══ DATA PROVIDED

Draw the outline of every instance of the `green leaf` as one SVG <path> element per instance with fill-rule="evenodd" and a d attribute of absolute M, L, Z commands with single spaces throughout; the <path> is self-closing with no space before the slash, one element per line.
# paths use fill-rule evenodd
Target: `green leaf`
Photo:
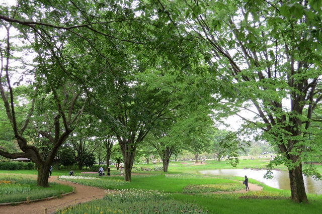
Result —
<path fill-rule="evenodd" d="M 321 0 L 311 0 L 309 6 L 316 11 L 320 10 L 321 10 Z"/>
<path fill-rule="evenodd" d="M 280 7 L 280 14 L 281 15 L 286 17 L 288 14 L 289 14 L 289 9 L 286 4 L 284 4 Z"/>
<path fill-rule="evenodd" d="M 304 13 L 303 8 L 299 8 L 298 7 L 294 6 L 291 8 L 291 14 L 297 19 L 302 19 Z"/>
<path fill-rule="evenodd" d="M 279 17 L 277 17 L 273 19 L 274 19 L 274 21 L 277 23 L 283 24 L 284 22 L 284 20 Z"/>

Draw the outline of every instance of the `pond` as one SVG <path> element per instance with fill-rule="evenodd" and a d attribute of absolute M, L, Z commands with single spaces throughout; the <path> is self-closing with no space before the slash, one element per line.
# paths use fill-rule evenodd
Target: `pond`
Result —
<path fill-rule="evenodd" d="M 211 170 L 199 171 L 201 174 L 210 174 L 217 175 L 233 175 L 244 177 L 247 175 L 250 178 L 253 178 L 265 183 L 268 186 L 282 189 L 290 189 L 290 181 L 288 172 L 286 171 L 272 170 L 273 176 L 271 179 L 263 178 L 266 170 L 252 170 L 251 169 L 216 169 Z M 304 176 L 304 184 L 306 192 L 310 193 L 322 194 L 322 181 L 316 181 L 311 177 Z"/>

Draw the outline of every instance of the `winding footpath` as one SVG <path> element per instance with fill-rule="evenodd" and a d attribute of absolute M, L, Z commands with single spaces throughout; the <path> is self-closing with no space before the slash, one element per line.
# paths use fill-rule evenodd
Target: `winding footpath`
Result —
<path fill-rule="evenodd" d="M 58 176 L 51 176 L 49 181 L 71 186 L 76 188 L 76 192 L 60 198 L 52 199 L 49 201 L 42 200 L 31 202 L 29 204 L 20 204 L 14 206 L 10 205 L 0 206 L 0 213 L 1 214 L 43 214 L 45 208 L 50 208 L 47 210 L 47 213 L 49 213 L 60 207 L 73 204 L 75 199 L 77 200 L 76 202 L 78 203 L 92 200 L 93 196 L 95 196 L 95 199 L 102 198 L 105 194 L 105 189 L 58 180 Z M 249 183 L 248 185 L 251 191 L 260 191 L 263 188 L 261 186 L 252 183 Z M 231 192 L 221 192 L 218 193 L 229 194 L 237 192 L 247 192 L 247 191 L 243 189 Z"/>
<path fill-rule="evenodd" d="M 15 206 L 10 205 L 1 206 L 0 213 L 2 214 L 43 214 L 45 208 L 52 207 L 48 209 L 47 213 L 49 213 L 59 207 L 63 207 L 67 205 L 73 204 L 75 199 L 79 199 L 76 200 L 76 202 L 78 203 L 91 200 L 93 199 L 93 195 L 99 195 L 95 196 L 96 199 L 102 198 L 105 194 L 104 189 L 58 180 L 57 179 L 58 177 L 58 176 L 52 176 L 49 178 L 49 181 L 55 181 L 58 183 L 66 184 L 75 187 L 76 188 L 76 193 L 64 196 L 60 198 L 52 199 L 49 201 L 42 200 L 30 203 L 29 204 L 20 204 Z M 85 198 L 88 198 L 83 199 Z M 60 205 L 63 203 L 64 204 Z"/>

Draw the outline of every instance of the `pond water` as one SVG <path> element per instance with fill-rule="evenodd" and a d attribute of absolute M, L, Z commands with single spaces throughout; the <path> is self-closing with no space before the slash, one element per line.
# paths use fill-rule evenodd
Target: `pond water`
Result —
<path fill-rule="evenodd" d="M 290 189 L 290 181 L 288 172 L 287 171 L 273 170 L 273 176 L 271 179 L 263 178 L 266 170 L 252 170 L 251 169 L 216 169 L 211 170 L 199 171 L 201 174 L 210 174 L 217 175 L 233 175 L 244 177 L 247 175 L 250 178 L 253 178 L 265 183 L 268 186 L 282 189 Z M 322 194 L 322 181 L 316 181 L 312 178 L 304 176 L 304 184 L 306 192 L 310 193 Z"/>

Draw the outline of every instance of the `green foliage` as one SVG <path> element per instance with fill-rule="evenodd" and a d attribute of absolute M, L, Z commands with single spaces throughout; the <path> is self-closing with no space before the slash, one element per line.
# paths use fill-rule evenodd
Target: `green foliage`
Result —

════

__THE TASK__.
Write out the material above again, word for word, minus its pictures.

__WRITTEN RESPONSE__.
Draw the outline of every instance of the `green leaf` as one SVG <path> element per instance with fill-rule="evenodd" and a d attribute of absolute M, L, Z commands with single spaces throughout; the <path> is self-closing with no space before the slash, one element per line.
# paths use fill-rule evenodd
Target: `green leaf`
Photo:
Result —
<path fill-rule="evenodd" d="M 321 0 L 311 0 L 309 6 L 316 11 L 320 10 L 321 10 Z"/>
<path fill-rule="evenodd" d="M 280 7 L 280 14 L 281 15 L 286 17 L 288 14 L 289 14 L 289 9 L 286 4 L 284 4 Z"/>
<path fill-rule="evenodd" d="M 304 13 L 303 8 L 299 8 L 298 7 L 294 6 L 291 8 L 291 14 L 297 19 L 302 19 Z"/>
<path fill-rule="evenodd" d="M 279 17 L 277 17 L 273 19 L 274 19 L 274 21 L 277 23 L 283 24 L 284 22 L 284 20 Z"/>

Draw the outline of every instance of the `pond` as one SVG <path> element per instance with fill-rule="evenodd" and a d attribute of absolute M, L, Z commands with single spaces throughout; the <path> is self-closing with no space before the slash, one element per line.
# paths use fill-rule evenodd
Target: `pond`
Result —
<path fill-rule="evenodd" d="M 211 170 L 199 171 L 201 174 L 210 174 L 217 175 L 233 175 L 244 177 L 247 175 L 250 178 L 253 178 L 265 183 L 268 186 L 282 189 L 290 189 L 290 181 L 288 172 L 286 171 L 272 170 L 273 176 L 271 179 L 263 178 L 266 170 L 252 170 L 251 169 L 216 169 Z M 304 176 L 304 184 L 306 192 L 310 193 L 322 194 L 322 181 L 316 181 L 311 177 Z"/>

Draw the outline of every instance of the `winding footpath` as one SVG <path> element per instance with fill-rule="evenodd" and a d attribute of absolute M, L, Z commands with single spaces throughout; the <path> is self-closing with no space before the slash, one element per line.
# paths use fill-rule evenodd
Target: `winding footpath`
Result —
<path fill-rule="evenodd" d="M 58 176 L 51 176 L 49 181 L 71 186 L 76 188 L 76 192 L 60 198 L 52 199 L 49 201 L 42 200 L 31 202 L 29 204 L 20 204 L 14 206 L 10 205 L 0 206 L 0 213 L 1 214 L 43 214 L 45 208 L 50 208 L 47 210 L 47 213 L 49 213 L 60 207 L 73 204 L 75 199 L 77 200 L 76 202 L 78 203 L 92 200 L 93 196 L 95 196 L 95 199 L 102 198 L 105 194 L 105 189 L 58 180 Z M 249 183 L 248 185 L 251 191 L 260 191 L 263 188 L 261 186 L 252 183 Z M 231 192 L 221 192 L 218 193 L 229 194 L 237 192 L 247 192 L 247 191 L 243 189 Z"/>
<path fill-rule="evenodd" d="M 15 206 L 10 205 L 1 206 L 0 213 L 2 214 L 43 214 L 45 208 L 52 207 L 48 209 L 47 213 L 49 213 L 59 207 L 63 207 L 67 205 L 73 204 L 75 199 L 79 199 L 76 200 L 76 202 L 78 203 L 91 200 L 93 199 L 93 195 L 99 195 L 95 196 L 96 199 L 102 198 L 105 194 L 104 189 L 58 180 L 57 179 L 58 177 L 58 176 L 52 176 L 49 178 L 49 181 L 55 181 L 58 183 L 66 184 L 75 187 L 76 188 L 76 193 L 64 196 L 60 198 L 52 199 L 49 201 L 42 200 L 30 203 L 29 204 L 20 204 Z M 85 198 L 88 198 L 83 199 Z M 60 205 L 63 203 L 64 204 Z"/>

Draw the outline of every instance of the `pond water` as one SVG <path> element per instance with fill-rule="evenodd" and a d attribute of absolute M, L, Z commands with single spaces throughout; the <path> is self-closing with no space before the slash, one element per line.
# paths use fill-rule evenodd
Target: `pond water`
Result —
<path fill-rule="evenodd" d="M 290 189 L 290 181 L 288 172 L 287 171 L 273 170 L 273 176 L 271 179 L 263 178 L 266 170 L 252 170 L 251 169 L 216 169 L 211 170 L 199 171 L 201 174 L 210 174 L 217 175 L 233 175 L 244 177 L 247 175 L 250 178 L 253 178 L 265 183 L 268 186 L 282 189 Z M 322 194 L 322 181 L 316 181 L 312 178 L 304 176 L 304 184 L 306 192 L 310 193 Z"/>

Draw the outline of every instance of the `green foliage` as one SVG <path> element per instance with fill-rule="evenodd" and a d attribute of absolute M, L, Z commands with single spaces throughout; the <path> is self-closing with no space before the slash, one element per line.
# paths use fill-rule evenodd
Target: `green foliage`
Result —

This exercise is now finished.